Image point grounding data
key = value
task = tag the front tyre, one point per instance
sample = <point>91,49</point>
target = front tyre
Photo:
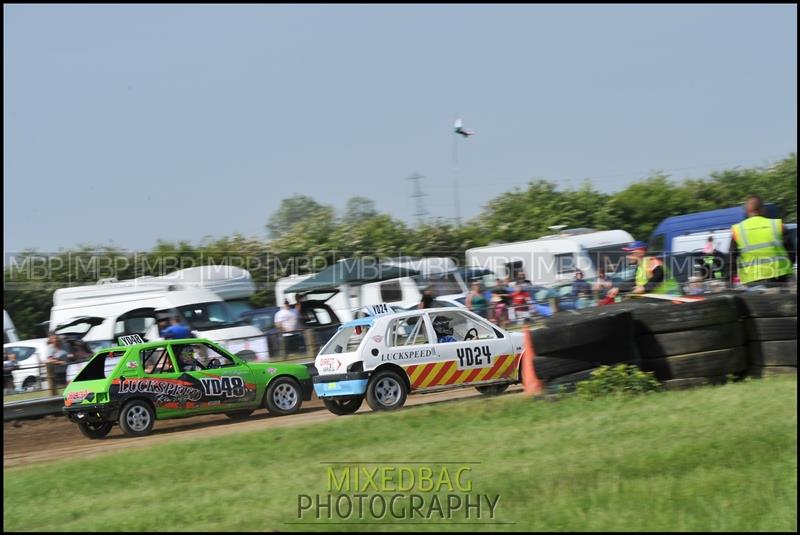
<point>94,429</point>
<point>284,396</point>
<point>386,391</point>
<point>342,406</point>
<point>492,390</point>
<point>137,418</point>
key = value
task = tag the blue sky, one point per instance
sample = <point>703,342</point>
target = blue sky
<point>128,124</point>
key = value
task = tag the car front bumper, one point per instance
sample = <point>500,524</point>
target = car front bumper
<point>341,385</point>
<point>94,413</point>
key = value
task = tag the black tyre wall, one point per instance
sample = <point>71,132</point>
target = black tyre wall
<point>769,305</point>
<point>691,341</point>
<point>772,328</point>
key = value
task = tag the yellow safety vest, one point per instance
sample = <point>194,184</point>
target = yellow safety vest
<point>668,286</point>
<point>761,252</point>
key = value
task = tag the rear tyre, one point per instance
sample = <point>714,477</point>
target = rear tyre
<point>343,406</point>
<point>492,390</point>
<point>284,396</point>
<point>239,415</point>
<point>386,391</point>
<point>94,430</point>
<point>137,418</point>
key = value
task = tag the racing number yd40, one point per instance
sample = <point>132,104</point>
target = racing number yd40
<point>135,385</point>
<point>385,357</point>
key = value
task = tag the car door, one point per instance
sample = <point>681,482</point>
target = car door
<point>472,348</point>
<point>409,344</point>
<point>154,375</point>
<point>226,382</point>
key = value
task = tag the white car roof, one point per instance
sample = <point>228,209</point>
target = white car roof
<point>33,342</point>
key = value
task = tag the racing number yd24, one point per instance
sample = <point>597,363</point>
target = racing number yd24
<point>468,356</point>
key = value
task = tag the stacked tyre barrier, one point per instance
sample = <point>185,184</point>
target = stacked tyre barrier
<point>686,344</point>
<point>572,345</point>
<point>771,326</point>
<point>691,344</point>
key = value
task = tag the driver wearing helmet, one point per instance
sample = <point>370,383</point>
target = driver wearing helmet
<point>444,332</point>
<point>186,360</point>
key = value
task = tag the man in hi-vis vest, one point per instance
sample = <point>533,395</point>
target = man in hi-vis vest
<point>759,248</point>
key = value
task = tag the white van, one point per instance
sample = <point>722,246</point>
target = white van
<point>130,308</point>
<point>555,258</point>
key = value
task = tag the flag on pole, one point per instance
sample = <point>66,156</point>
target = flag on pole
<point>459,129</point>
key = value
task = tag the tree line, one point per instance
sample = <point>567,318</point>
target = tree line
<point>304,234</point>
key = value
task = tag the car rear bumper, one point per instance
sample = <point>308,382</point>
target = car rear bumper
<point>95,413</point>
<point>307,386</point>
<point>343,384</point>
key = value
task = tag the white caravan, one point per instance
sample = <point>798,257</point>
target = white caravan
<point>349,298</point>
<point>555,258</point>
<point>119,308</point>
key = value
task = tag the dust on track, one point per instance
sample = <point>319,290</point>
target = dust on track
<point>55,437</point>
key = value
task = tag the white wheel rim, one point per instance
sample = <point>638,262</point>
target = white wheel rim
<point>138,418</point>
<point>285,397</point>
<point>387,391</point>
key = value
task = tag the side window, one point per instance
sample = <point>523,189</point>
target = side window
<point>407,331</point>
<point>193,357</point>
<point>156,360</point>
<point>323,318</point>
<point>21,353</point>
<point>458,327</point>
<point>565,263</point>
<point>391,291</point>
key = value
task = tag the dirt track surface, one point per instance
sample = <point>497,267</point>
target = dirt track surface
<point>55,437</point>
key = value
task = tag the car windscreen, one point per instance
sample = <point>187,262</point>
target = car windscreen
<point>100,367</point>
<point>346,340</point>
<point>208,316</point>
<point>263,320</point>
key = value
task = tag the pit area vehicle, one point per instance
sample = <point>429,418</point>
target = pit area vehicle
<point>135,385</point>
<point>384,357</point>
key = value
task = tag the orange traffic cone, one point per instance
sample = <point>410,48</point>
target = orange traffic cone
<point>530,383</point>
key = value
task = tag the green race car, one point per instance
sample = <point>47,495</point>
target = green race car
<point>135,385</point>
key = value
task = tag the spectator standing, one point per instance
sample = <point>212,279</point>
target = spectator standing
<point>9,365</point>
<point>287,318</point>
<point>500,300</point>
<point>651,275</point>
<point>521,301</point>
<point>759,248</point>
<point>711,259</point>
<point>602,285</point>
<point>177,330</point>
<point>476,301</point>
<point>427,298</point>
<point>58,356</point>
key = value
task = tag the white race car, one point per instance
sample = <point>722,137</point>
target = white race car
<point>386,356</point>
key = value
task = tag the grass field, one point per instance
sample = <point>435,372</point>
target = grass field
<point>710,459</point>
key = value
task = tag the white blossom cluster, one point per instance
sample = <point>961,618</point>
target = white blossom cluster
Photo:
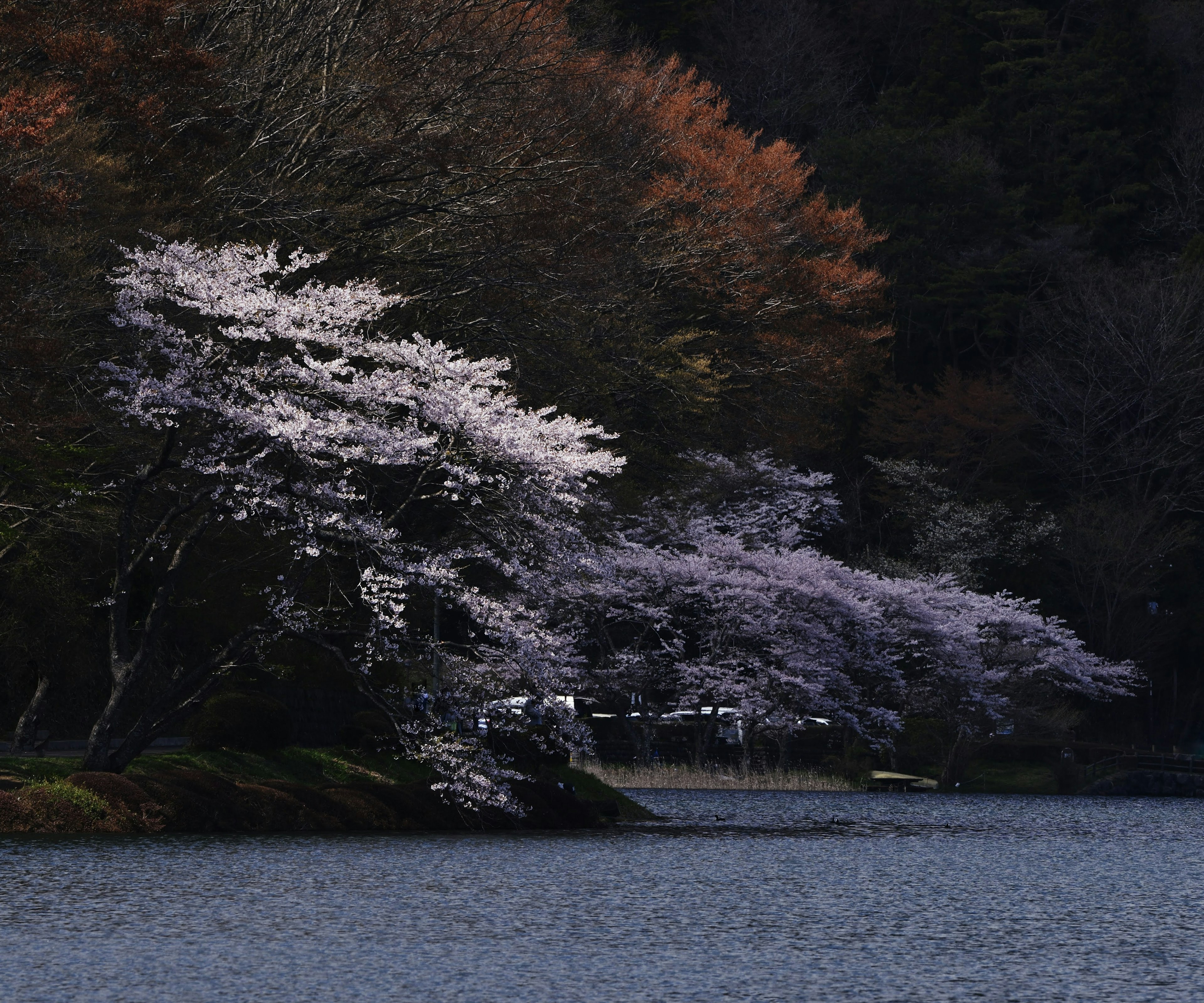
<point>716,598</point>
<point>348,445</point>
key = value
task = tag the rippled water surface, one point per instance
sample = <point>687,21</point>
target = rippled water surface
<point>782,897</point>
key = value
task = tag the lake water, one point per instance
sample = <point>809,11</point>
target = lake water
<point>902,897</point>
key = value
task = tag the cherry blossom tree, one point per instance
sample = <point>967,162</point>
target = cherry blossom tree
<point>719,596</point>
<point>378,472</point>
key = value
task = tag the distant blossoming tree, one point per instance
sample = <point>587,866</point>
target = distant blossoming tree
<point>378,471</point>
<point>718,596</point>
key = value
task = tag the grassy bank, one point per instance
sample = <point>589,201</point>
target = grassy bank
<point>713,778</point>
<point>289,790</point>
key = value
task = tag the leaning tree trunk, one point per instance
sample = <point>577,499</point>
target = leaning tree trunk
<point>26,735</point>
<point>748,737</point>
<point>959,758</point>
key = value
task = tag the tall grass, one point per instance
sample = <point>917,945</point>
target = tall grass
<point>712,778</point>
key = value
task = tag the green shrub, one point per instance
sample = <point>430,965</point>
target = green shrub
<point>369,727</point>
<point>245,722</point>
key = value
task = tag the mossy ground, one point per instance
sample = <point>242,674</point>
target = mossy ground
<point>288,790</point>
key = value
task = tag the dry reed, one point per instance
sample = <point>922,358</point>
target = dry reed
<point>712,778</point>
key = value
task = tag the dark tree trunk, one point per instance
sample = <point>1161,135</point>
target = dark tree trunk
<point>26,736</point>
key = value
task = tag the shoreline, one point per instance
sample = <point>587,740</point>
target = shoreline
<point>294,790</point>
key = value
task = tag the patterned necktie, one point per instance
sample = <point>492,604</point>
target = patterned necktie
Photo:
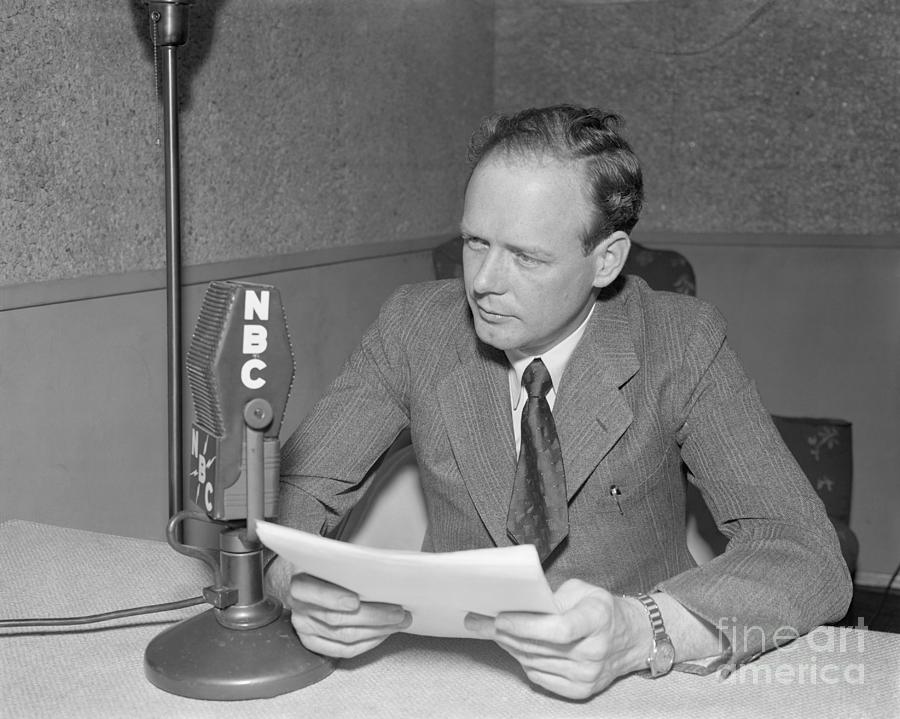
<point>538,511</point>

= INSTRUCTIONS FOR THE TASK =
What you should produce is an exact copy of the records, with the pictures left out.

= OUTPUT OF THE TASK =
key = value
task = tag the front tyre, one point per instance
sample = <point>91,49</point>
target = front tyre
Photo:
<point>94,429</point>
<point>284,396</point>
<point>386,391</point>
<point>342,406</point>
<point>492,390</point>
<point>137,418</point>
key = value
task = tag the blue sky, one point per instance
sample = <point>703,342</point>
target = blue sky
<point>128,124</point>
key = value
task = tag the car front bumper, one point per instance
sample = <point>500,524</point>
target = car front bumper
<point>341,385</point>
<point>94,413</point>
key = value
task = tag the black tyre wall, one point per instance
sample = <point>71,132</point>
target = black tyre wall
<point>769,305</point>
<point>691,341</point>
<point>772,328</point>
key = value
task = tag the yellow safety vest, one point per instance
sample = <point>194,184</point>
target = yellow safety vest
<point>668,286</point>
<point>761,252</point>
key = value
task = tag the rear tyre, one point per instance
sample = <point>714,477</point>
target = rear tyre
<point>343,406</point>
<point>492,390</point>
<point>284,396</point>
<point>239,415</point>
<point>386,391</point>
<point>94,430</point>
<point>137,418</point>
key = value
task = tag the racing number yd40, one point per instance
sample = <point>132,104</point>
target = racing number yd40
<point>135,385</point>
<point>385,357</point>
key = value
task = tag the car door, one point per instance
sample = <point>681,482</point>
target = car door
<point>472,348</point>
<point>409,344</point>
<point>154,375</point>
<point>226,382</point>
key = value
task = tag the white car roof, one point per instance
sample = <point>228,209</point>
target = white car roof
<point>33,342</point>
key = value
task = tag the racing number yd24, one point per instance
sample = <point>597,363</point>
target = racing number yd24
<point>468,356</point>
key = value
task = tag the stacked tyre barrier, one point per instance
sample = <point>185,184</point>
target = stacked tyre barrier
<point>686,344</point>
<point>572,345</point>
<point>771,326</point>
<point>691,344</point>
key = value
task = tag the driver wearing helmet, one point per instance
sample = <point>370,383</point>
target = driver wearing helmet
<point>444,332</point>
<point>186,360</point>
key = value
task = tag the man in hi-vis vest, one point per instance
sample = <point>533,395</point>
target = man in hi-vis vest
<point>759,248</point>
key = value
task = tag the white van, one point per instance
sample = <point>722,246</point>
target = white van
<point>130,308</point>
<point>555,258</point>
key = value
task = tag the flag on pole, one point per instance
sample = <point>66,156</point>
target = flag on pole
<point>459,129</point>
key = value
task = tag the tree line, one point per instance
sample = <point>567,318</point>
target = tree line
<point>304,234</point>
key = value
task = tag the car rear bumper, one point per instance
sample = <point>308,382</point>
target = car rear bumper
<point>95,413</point>
<point>307,386</point>
<point>343,384</point>
key = value
task = tag the white caravan, one point per instance
sample = <point>798,257</point>
target = white caravan
<point>349,298</point>
<point>555,258</point>
<point>119,308</point>
key = value
task = tag the dust on track, one point per instance
sample = <point>319,290</point>
target = dust on track
<point>55,437</point>
key = value
task = tag the white wheel rim, one point per instance
sample = <point>638,262</point>
target = white wheel rim
<point>138,418</point>
<point>285,397</point>
<point>387,391</point>
key = value
task = tag the side window, one point per instance
sample = <point>523,189</point>
target = side window
<point>407,331</point>
<point>193,357</point>
<point>156,360</point>
<point>323,318</point>
<point>21,353</point>
<point>458,327</point>
<point>565,263</point>
<point>391,291</point>
key = value
task = tag the dirt track surface, one point per instance
sample = <point>497,267</point>
target = dirt track surface
<point>55,437</point>
key = value
task = tag the car windscreen, one point per instance
sample = <point>187,262</point>
target = car windscreen
<point>100,367</point>
<point>346,340</point>
<point>208,316</point>
<point>263,320</point>
key = value
task = tag the pit area vehicle, one point per instance
sample = <point>429,418</point>
target = pit area vehicle
<point>135,385</point>
<point>384,357</point>
key = value
task = tag the orange traffic cone, one point per instance
sample = <point>410,48</point>
target = orange traffic cone
<point>530,383</point>
key = value
task = tag the green race car, one point per instance
sample = <point>47,495</point>
target = green race car
<point>135,385</point>
key = value
task = tag the spectator standing, one point per instance
sample = <point>212,279</point>
target = spectator standing
<point>9,365</point>
<point>287,318</point>
<point>500,300</point>
<point>651,275</point>
<point>521,301</point>
<point>759,248</point>
<point>711,259</point>
<point>602,285</point>
<point>177,330</point>
<point>476,301</point>
<point>427,298</point>
<point>58,356</point>
key = value
task = tag the white race car, one point per instance
sample = <point>722,137</point>
target = white race car
<point>386,356</point>
key = value
task = tag the grass field, one point per instance
sample = <point>435,372</point>
target = grass field
<point>710,459</point>
key = value
task = tag the white blossom cluster, one point per instance
sample = <point>961,618</point>
target = white blossom cluster
Photo:
<point>716,598</point>
<point>348,445</point>
key = value
task = tag the rippled water surface, one point per instance
sample = <point>687,21</point>
target = rippled water surface
<point>782,897</point>
key = value
task = tag the lake water, one point per instance
sample = <point>809,11</point>
target = lake water
<point>902,897</point>
key = value
task = tag the cherry blossom tree, one point per instance
sample = <point>967,162</point>
target = cherry blossom tree
<point>719,596</point>
<point>378,472</point>
key = value
task = tag the distant blossoming tree, one point per instance
sample = <point>587,866</point>
target = distant blossoming tree
<point>378,471</point>
<point>718,596</point>
key = value
task = tag the grassy bank, one point per instance
sample = <point>589,201</point>
target = grassy bank
<point>713,778</point>
<point>289,790</point>
key = value
task = tag the leaning tree trunk, one point per instance
sample = <point>577,499</point>
target = leaning tree trunk
<point>26,735</point>
<point>748,737</point>
<point>959,758</point>
key = value
task = tag the tall grass, one point per instance
sample = <point>917,945</point>
target = tall grass
<point>712,778</point>
key = value
task = tag the green shrub, one point per instance
sample = <point>430,965</point>
target = green shrub
<point>369,727</point>
<point>245,722</point>
key = value
task = tag the mossy ground, one point per instance
sample = <point>242,674</point>
target = mossy ground
<point>288,790</point>
key = value
task = tag the dry reed, one point per instance
sample = <point>922,358</point>
target = dry reed
<point>712,778</point>
key = value
task = tag the dark tree trunk, one point per instance
sample = <point>1161,135</point>
target = dark tree trunk
<point>26,736</point>
key = value
task = tag the shoreline, one point per instance
sample = <point>587,740</point>
target = shoreline
<point>294,790</point>
key = value
task = tag the patterned necktie, one point per instance
sample = <point>492,604</point>
target = patterned necktie
Photo:
<point>538,511</point>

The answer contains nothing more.